START DATA FOR THIS EXERCISE

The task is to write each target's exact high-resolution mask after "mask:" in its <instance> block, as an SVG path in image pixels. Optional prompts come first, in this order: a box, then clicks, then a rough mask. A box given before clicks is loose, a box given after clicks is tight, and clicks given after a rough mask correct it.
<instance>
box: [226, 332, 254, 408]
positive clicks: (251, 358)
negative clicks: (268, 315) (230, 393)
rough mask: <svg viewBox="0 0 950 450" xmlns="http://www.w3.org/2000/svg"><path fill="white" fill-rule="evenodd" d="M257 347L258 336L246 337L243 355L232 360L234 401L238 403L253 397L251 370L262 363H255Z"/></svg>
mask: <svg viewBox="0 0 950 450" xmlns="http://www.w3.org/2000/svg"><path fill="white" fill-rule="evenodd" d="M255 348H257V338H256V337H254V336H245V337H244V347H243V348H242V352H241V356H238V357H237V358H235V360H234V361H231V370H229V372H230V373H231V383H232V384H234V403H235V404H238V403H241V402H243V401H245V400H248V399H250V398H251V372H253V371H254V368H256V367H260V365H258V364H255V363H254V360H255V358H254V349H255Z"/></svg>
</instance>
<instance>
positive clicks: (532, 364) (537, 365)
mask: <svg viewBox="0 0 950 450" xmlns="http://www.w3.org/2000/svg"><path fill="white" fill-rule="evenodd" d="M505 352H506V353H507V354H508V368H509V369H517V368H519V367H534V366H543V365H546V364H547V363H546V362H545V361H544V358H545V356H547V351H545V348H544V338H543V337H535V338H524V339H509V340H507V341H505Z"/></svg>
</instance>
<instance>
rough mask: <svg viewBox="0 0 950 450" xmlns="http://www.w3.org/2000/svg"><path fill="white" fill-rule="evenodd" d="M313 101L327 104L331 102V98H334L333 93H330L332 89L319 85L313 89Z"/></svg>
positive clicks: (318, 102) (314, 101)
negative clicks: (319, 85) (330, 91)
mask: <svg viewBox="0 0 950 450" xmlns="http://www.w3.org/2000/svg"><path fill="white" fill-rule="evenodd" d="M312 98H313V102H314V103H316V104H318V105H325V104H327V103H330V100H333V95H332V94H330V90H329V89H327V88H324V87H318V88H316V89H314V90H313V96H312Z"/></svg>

END DATA FOR THIS EXERCISE

§ AIM OF THE TASK
Your answer must be the line that contains "101L327 104L331 102V98H334L333" and every line after it to the end of the records, reproduced exactly.

§ ANSWER FOR THE TASK
rough mask: <svg viewBox="0 0 950 450" xmlns="http://www.w3.org/2000/svg"><path fill="white" fill-rule="evenodd" d="M313 101L327 104L331 102V98H334L333 93H330L332 89L319 85L313 89Z"/></svg>
positive clicks: (318, 102) (314, 101)
negative clicks: (319, 85) (330, 91)
mask: <svg viewBox="0 0 950 450" xmlns="http://www.w3.org/2000/svg"><path fill="white" fill-rule="evenodd" d="M312 98H313V102H314V103H316V104H318V105H325V104H327V103H330V100H333V95H332V94H330V90H329V89H327V88H324V87H318V88H316V89H314V90H313V96H312Z"/></svg>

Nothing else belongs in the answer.